- _Point annotations for photos_:
══════════

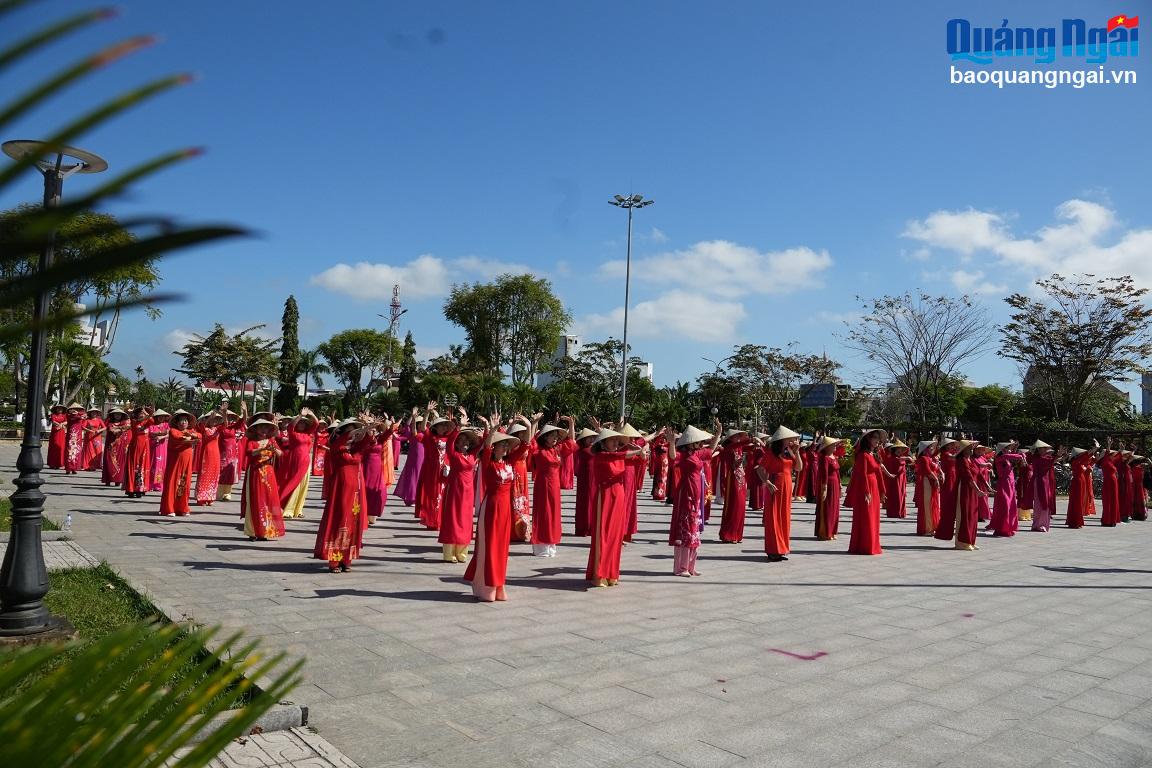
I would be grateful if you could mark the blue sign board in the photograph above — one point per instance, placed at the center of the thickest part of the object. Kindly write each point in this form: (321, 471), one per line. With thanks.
(823, 395)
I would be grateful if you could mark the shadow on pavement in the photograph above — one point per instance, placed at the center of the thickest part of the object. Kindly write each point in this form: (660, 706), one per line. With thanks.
(1077, 569)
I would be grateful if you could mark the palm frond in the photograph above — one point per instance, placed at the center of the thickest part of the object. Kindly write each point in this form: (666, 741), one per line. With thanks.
(113, 702)
(48, 35)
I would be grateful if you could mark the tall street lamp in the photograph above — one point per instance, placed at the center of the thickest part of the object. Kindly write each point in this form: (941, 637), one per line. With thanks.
(987, 420)
(621, 202)
(23, 578)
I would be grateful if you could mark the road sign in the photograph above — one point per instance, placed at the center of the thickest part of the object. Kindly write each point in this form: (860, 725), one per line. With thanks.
(819, 395)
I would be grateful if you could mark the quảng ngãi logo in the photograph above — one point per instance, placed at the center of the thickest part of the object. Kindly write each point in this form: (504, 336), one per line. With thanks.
(983, 45)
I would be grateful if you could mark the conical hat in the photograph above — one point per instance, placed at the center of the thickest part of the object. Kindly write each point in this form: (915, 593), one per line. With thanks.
(692, 435)
(180, 411)
(629, 431)
(782, 433)
(828, 441)
(604, 434)
(550, 427)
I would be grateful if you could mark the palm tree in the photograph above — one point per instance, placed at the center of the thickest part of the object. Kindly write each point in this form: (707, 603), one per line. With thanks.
(311, 365)
(113, 702)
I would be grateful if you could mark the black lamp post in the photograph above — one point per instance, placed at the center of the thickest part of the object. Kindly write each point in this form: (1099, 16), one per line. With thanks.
(621, 202)
(23, 578)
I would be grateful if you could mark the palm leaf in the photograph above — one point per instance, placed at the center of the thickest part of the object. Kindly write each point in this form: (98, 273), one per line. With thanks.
(47, 35)
(112, 702)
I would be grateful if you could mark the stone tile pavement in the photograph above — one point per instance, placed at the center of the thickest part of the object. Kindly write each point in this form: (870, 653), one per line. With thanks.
(60, 554)
(1035, 651)
(298, 747)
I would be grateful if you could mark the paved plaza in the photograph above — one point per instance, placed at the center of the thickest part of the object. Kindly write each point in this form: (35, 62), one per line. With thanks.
(1035, 651)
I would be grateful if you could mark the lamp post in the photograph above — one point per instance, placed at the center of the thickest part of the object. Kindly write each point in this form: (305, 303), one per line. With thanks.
(987, 420)
(629, 203)
(23, 578)
(393, 321)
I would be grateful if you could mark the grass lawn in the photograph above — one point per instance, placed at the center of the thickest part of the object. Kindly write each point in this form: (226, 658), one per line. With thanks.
(6, 518)
(97, 601)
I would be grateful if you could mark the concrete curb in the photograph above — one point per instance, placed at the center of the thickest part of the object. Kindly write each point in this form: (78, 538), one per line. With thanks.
(280, 717)
(45, 535)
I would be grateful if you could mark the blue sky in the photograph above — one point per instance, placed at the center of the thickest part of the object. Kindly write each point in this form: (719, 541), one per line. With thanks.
(798, 157)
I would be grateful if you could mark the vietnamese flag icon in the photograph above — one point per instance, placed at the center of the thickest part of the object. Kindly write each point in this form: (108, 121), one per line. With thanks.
(1127, 22)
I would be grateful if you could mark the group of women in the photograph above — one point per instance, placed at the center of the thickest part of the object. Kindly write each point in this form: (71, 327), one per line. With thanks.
(470, 483)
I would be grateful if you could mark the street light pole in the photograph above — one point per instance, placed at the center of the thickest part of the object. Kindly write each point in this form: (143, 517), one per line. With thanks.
(23, 577)
(629, 203)
(987, 420)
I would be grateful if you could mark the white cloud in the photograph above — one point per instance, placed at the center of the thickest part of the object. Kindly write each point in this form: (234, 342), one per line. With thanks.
(675, 314)
(1083, 240)
(175, 339)
(964, 232)
(425, 276)
(489, 268)
(835, 318)
(729, 270)
(974, 283)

══════════

- _Your task_:
Rewrite the rows from the line that has "I would be grateful if you could mark the blue sky" through the end of the rows, changing "street light pole" to "lamp post" and leaving everything else as it is.

- _Correct result_:
I would be grateful if you could mark the blue sky in the photograph above — one point per instance, placed at the center of the thickest part of the object. Kindly write each point in this form: (719, 541), one per line. With thanks.
(798, 157)
I would be grateful if you could mark the vietnamese flag icon in the photograph above — one point per instance, placed at the center of the thickest part of the object. Kindly write each point in this form: (108, 121), one per line. With thanks.
(1127, 22)
I would be grateful if you could mark the group of women in the photograph above — one point per instance, placed at the center of the thickest part of the object. Kindly write each point in this form: (71, 327), one per line. With thanks.
(470, 483)
I would be grateful if you could mark the lamp post in the photograph above — one point per instance, placed at the center of the thickest part of the object. Kindly write each point in this form: (143, 517), one per line. With thanks.
(23, 577)
(629, 203)
(987, 420)
I would be grateful if you could mark the white cloud in the photograph above — one point per instance, placed at the center of the thickest part of the object. Kindly write each point in this form: (234, 342), one per line. With thanks.
(675, 314)
(1083, 240)
(175, 339)
(964, 232)
(425, 276)
(489, 268)
(835, 318)
(729, 270)
(974, 283)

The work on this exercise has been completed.